▸ **Exercise aim**
Retype, word for word, every line from the one holding "Target: forested hillside" through the one holding "x=1187, y=476" in the entries below, both included, and only those lines.

▸ **Extracted material**
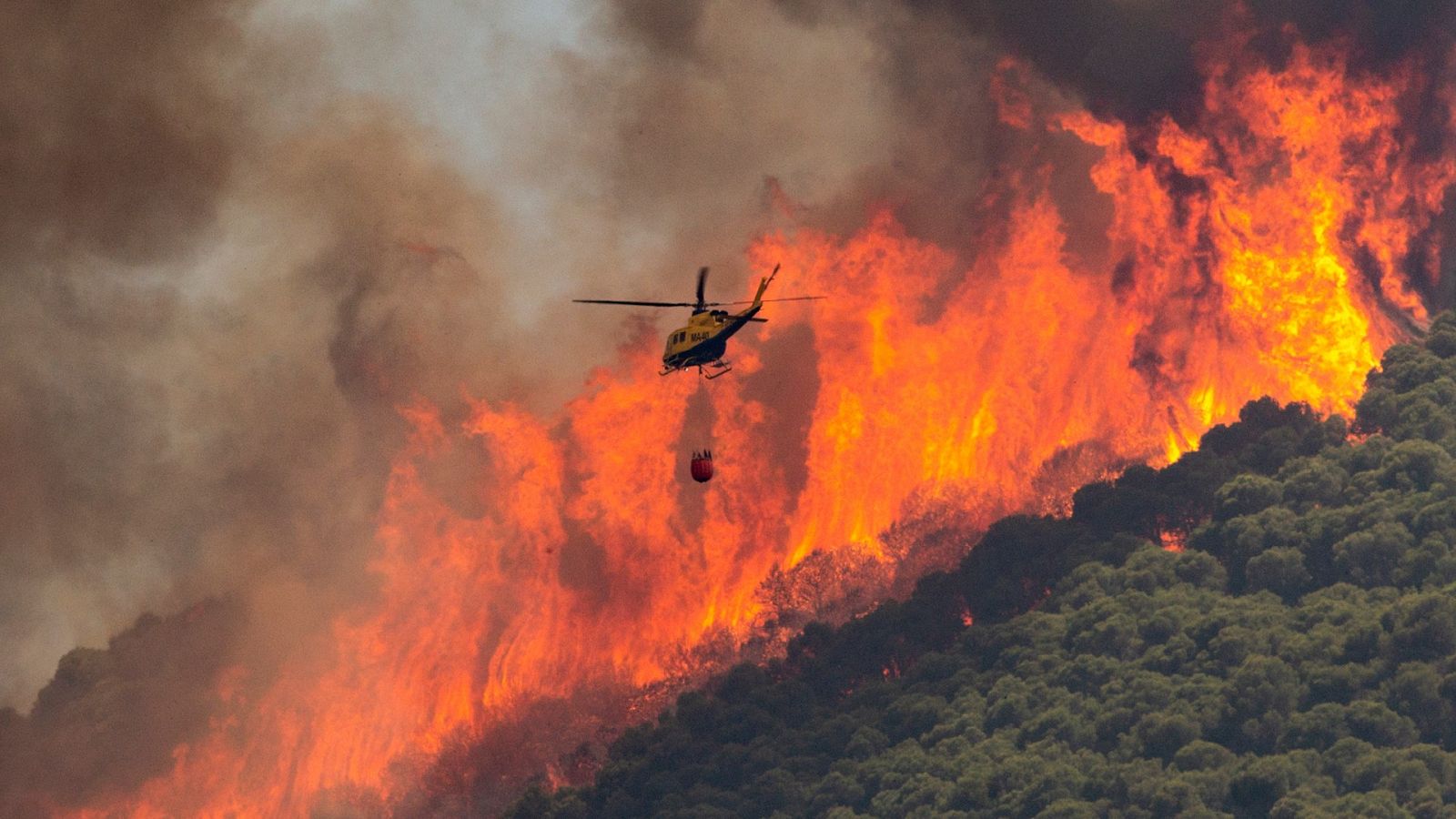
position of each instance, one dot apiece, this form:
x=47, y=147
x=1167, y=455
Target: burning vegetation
x=1259, y=213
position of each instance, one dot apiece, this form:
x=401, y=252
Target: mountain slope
x=1296, y=658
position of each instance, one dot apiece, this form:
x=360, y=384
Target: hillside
x=1266, y=627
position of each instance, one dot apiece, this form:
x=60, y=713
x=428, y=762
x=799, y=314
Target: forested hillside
x=1295, y=658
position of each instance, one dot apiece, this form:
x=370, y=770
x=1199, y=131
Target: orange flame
x=1257, y=252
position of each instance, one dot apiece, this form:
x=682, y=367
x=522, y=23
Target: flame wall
x=1270, y=245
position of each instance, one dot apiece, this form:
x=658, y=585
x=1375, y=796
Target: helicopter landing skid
x=724, y=368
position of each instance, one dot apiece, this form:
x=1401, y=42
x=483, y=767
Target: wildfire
x=1257, y=251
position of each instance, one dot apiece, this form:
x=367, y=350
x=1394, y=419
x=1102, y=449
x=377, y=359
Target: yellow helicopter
x=703, y=339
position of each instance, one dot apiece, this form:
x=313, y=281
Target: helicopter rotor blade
x=635, y=303
x=749, y=300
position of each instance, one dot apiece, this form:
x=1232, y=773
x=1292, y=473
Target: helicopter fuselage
x=705, y=339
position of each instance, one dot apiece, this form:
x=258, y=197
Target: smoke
x=237, y=239
x=226, y=267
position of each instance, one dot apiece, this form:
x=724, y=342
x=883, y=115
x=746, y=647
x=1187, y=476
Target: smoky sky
x=223, y=267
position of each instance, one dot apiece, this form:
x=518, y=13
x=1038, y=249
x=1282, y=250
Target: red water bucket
x=703, y=467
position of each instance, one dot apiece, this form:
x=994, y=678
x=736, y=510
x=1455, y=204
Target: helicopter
x=703, y=339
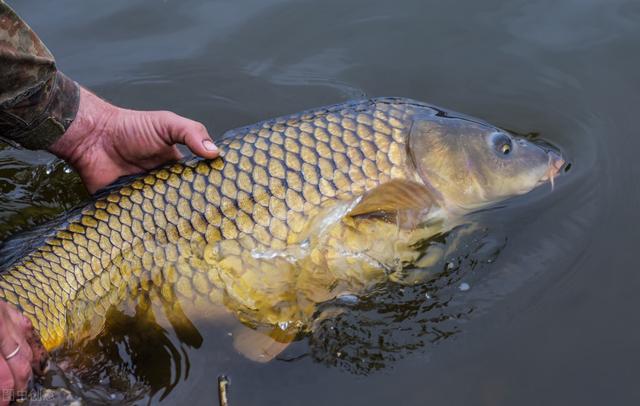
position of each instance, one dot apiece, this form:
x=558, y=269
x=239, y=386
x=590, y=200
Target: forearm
x=37, y=102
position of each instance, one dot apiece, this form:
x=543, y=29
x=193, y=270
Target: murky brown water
x=550, y=316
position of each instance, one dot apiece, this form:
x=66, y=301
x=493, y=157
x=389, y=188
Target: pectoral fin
x=258, y=346
x=399, y=198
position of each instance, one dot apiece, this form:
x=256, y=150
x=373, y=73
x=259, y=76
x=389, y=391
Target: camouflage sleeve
x=37, y=102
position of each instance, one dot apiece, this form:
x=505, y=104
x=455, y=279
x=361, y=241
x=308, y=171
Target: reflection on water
x=135, y=358
x=551, y=318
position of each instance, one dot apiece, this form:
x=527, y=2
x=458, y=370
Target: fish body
x=296, y=211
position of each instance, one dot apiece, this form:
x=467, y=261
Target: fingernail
x=209, y=146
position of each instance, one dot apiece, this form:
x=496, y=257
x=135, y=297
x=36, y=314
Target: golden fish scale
x=160, y=231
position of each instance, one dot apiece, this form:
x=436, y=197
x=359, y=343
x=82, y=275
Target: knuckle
x=23, y=372
x=6, y=379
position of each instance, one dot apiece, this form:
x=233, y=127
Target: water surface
x=549, y=316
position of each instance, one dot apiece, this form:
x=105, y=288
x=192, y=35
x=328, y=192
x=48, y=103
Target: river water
x=547, y=316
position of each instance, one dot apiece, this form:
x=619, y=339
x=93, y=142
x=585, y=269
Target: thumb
x=191, y=133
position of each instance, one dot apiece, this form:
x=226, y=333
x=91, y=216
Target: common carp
x=296, y=211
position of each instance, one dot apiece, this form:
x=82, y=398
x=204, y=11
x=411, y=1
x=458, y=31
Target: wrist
x=87, y=129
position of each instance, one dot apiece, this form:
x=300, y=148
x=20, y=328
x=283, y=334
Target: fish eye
x=502, y=143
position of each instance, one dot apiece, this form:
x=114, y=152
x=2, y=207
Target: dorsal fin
x=394, y=196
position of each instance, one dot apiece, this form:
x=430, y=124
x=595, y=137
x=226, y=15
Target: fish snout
x=556, y=163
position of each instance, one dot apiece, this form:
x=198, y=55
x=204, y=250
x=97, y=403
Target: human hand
x=106, y=142
x=25, y=354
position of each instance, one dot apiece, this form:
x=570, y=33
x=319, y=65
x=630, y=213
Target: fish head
x=469, y=164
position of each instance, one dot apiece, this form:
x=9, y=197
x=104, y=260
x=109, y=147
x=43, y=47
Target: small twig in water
x=223, y=384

▸ **Task result**
Target: forested hillside
x=1295, y=658
position of each instance, one dot apiece, this form:
x=370, y=770
x=1199, y=131
Target: orange flame
x=1257, y=252
position of each instance, one dot apiece, this form:
x=682, y=367
x=522, y=23
Target: flame wall
x=1270, y=245
position of each instance, one dot apiece, this form:
x=658, y=585
x=1375, y=796
Target: helicopter landing skid
x=724, y=368
position of each instance, one dot apiece, this form:
x=1401, y=42
x=483, y=767
Target: wildfire
x=1257, y=251
position of each instance, one dot apiece, this form:
x=367, y=350
x=1394, y=419
x=1102, y=449
x=377, y=359
Target: yellow helicopter
x=703, y=339
position of each instance, one dot apiece, this form:
x=313, y=281
Target: helicopter rotor blade
x=635, y=303
x=749, y=300
position of each instance, one dot apiece, this form:
x=1232, y=773
x=1292, y=473
Target: helicopter fuselage
x=705, y=339
position of each instance, one dot apiece, this form:
x=258, y=197
Target: smoke
x=237, y=239
x=226, y=267
position of each instance, one dot apiece, this form:
x=724, y=342
x=883, y=115
x=746, y=647
x=1187, y=476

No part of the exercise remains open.